** Exercise inputs **
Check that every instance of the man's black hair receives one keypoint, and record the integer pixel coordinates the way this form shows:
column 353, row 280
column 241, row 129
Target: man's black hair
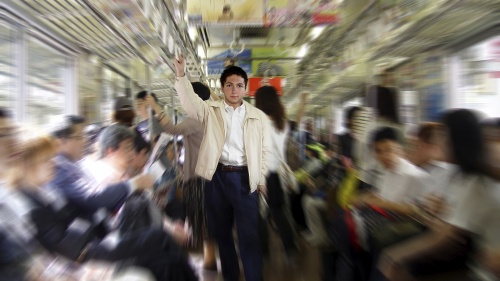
column 64, row 129
column 201, row 90
column 233, row 70
column 384, row 134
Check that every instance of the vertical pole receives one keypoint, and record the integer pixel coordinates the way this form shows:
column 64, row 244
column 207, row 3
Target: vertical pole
column 174, row 120
column 150, row 110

** Assignment **
Set every line of the records down again exactly, and exclude all pictures.

** Your response **
Check that every instance of the man's black hair receives one keypoint, and record the integer pixel coordinates the way this form shows:
column 353, row 280
column 241, row 129
Target: man's black hair
column 64, row 129
column 201, row 90
column 233, row 70
column 384, row 134
Check that every instance of the vertical pole receives one keypoint, and record the integer pixel coordinates the way this form shows:
column 64, row 244
column 207, row 3
Target: vertical pole
column 174, row 120
column 150, row 110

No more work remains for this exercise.